• **EXERCISE DETAILS**
Please write out the complete listing that follows, exactly as it reads.

►

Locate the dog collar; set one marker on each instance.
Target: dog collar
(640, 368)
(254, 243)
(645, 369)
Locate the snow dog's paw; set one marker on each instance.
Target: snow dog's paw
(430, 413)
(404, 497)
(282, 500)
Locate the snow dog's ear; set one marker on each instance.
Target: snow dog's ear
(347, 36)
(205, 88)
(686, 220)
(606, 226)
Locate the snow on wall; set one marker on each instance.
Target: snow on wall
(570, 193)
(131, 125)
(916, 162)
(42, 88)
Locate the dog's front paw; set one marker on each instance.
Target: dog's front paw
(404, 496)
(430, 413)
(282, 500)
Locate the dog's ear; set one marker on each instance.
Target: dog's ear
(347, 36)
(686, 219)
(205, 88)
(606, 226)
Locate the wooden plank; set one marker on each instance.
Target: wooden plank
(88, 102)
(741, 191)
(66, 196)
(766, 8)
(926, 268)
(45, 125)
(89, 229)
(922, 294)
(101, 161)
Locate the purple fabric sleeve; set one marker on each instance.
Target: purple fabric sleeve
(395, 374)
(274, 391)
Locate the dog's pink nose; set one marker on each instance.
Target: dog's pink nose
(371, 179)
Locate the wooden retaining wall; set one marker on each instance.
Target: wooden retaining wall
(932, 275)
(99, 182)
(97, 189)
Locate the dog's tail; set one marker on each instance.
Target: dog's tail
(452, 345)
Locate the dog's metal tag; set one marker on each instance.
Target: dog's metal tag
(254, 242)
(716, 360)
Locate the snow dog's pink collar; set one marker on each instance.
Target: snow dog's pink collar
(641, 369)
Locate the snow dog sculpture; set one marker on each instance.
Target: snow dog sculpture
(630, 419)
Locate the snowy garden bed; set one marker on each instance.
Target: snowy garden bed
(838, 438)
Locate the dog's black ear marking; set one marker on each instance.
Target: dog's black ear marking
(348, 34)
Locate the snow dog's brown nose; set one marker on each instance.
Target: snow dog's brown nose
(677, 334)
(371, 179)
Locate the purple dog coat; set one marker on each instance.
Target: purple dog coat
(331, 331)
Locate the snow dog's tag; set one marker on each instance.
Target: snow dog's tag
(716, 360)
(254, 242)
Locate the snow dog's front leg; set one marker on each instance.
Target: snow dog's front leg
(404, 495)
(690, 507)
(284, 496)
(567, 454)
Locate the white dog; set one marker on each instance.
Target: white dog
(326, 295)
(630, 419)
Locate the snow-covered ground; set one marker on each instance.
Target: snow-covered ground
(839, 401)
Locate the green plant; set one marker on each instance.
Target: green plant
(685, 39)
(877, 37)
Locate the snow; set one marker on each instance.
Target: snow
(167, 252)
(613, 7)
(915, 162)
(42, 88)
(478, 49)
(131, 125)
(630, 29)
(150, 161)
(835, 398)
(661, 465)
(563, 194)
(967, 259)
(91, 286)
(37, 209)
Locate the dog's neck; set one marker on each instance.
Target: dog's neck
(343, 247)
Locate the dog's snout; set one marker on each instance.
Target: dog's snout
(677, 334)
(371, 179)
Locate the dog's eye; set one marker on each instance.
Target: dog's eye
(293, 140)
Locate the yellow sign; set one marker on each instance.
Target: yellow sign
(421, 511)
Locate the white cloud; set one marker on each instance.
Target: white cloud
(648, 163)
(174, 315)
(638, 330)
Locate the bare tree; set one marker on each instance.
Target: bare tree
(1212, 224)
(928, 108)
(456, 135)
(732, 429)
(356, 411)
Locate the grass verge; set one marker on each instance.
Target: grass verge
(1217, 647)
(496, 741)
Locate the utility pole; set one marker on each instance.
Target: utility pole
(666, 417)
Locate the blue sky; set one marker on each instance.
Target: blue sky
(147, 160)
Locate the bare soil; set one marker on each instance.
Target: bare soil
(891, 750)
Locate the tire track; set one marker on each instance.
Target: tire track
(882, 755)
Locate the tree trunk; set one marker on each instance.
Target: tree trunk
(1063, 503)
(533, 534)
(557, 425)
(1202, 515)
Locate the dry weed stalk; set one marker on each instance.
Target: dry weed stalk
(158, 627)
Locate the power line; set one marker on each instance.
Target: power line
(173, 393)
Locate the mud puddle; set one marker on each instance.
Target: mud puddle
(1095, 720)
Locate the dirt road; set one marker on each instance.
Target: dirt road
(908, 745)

◄

• **ANSWER FOR THE TASK**
Locate the dog collar; set one marker on each instance.
Target: dog collar
(640, 368)
(254, 243)
(645, 369)
Locate the snow dog's paw; set one marker on each instance.
Target: snow dog's paw
(430, 413)
(404, 497)
(282, 500)
Locate the snow dog's ear; set one marker on each instance.
Target: snow dog's ear
(347, 36)
(205, 88)
(686, 220)
(606, 226)
Locate the snow on wall; set one marker on each instance.
Target: snow on wall
(570, 193)
(131, 125)
(916, 162)
(42, 88)
Locate the dog's front paw; set one marker on each instance.
Target: dog's front paw
(404, 496)
(430, 413)
(282, 500)
Locate the dog's ear; set one marker on each instance.
Target: dog's ear
(347, 36)
(686, 219)
(205, 88)
(606, 226)
Locate the wooden plank; set one marker on each instance.
Target: wooden plank
(88, 102)
(741, 191)
(66, 196)
(766, 8)
(926, 268)
(45, 125)
(89, 229)
(922, 294)
(101, 161)
Locate the purple fabric sleeve; set one marker on each instance.
Target: purple fabric sleeve
(395, 374)
(274, 391)
Locate the dog's pink nose; set one marker on each instance.
Target: dog's pink nose
(371, 179)
Locate the wooden retaining wall; set one marker on each instance.
Target: wooden retaining wall
(932, 275)
(99, 182)
(97, 189)
Locate the dog's tail; set one marker on each instance.
Target: dog's tail
(452, 345)
Locate the dog's metal tag; set one marker on each instance.
Target: dog's metal tag
(254, 242)
(716, 360)
Locate the snow dog's pink collar; set one marker on each instance.
Target: snow dog's pink collar
(641, 369)
Locate the snow dog sculpture; set one marker on each instance.
Target: snow dog sculpture
(630, 419)
Locate the snowy garden bed; set one marker on each instance.
Target: snowy garden bed
(838, 438)
Locate the dog's black ear marking; set one marker on each instance.
Target: dog's black ear marking
(348, 34)
Locate the snow dog's brown nose; set one marker on each instance.
Target: snow dog's brown nose
(677, 334)
(371, 179)
Locate the purple dog coat; set one marker on each instance.
Target: purple dog coat
(331, 331)
Locate the snow dog's tag; set one marker on each instance.
Target: snow dog's tag
(716, 360)
(254, 242)
Locate the snow dog's front leg; set one marker on each instance.
Target: snow dog's front leg
(404, 495)
(690, 507)
(284, 496)
(567, 454)
Locate the white dog; set one marker on each instance.
Target: white dog
(326, 295)
(630, 419)
Locate the snow-covered ground; set one marker on each instance.
Target: snow-covered ground
(839, 401)
Locate the green plant; set one marker on each instance.
Target: green plant
(685, 39)
(877, 37)
Locate the snow; set one marker on each instance.
Target: snow
(167, 252)
(613, 7)
(915, 162)
(42, 88)
(478, 49)
(131, 125)
(630, 29)
(150, 161)
(835, 398)
(661, 465)
(563, 194)
(967, 259)
(91, 286)
(37, 209)
Locate the dog's neck; set one marker on each instance.
Target: dog's neck
(343, 247)
Locate the dog's snout; set one marker on each instance.
Target: dog's snout
(677, 334)
(371, 179)
Locate the dog's eye; set one marker on each instance.
Target: dog's eye
(293, 140)
Locate the yellow sign; set one marker on each instance.
Target: yellow sign
(421, 511)
Locate the white cloud; set one marker on each instance.
Target: white cloud
(648, 163)
(174, 315)
(638, 330)
Locate the bare tree; set one marker on each instance.
Target: bare tree
(1212, 224)
(928, 108)
(456, 135)
(732, 429)
(356, 411)
Locate the grass verge; set one marker on each instance.
Target: grass verge
(1217, 647)
(496, 741)
Locate the utility pole; set one marker on each instance.
Target: utility pole
(666, 417)
Locate the blue sky; set one marker on each instance.
Target: blue sky
(147, 160)
Locate the bare soil; set one marker on each instance.
Target: bare soil
(891, 750)
Locate the tire track; set one marker on each instance.
Target: tire track
(882, 755)
Locate the tree trunk; set one marker on each instance.
Target: tree trunk
(1063, 503)
(533, 534)
(557, 425)
(1202, 515)
Locate the dry weed stalk; set one marker on each instance.
Target: dry weed stalk
(158, 627)
Locate the power line; set one marker on each instance.
Target: power line
(173, 393)
Locate the mud puddle; set one marker on each instance.
Target: mud puddle
(1095, 720)
Locate the dirt road; set one marker on each instance.
Target: dirt road
(908, 745)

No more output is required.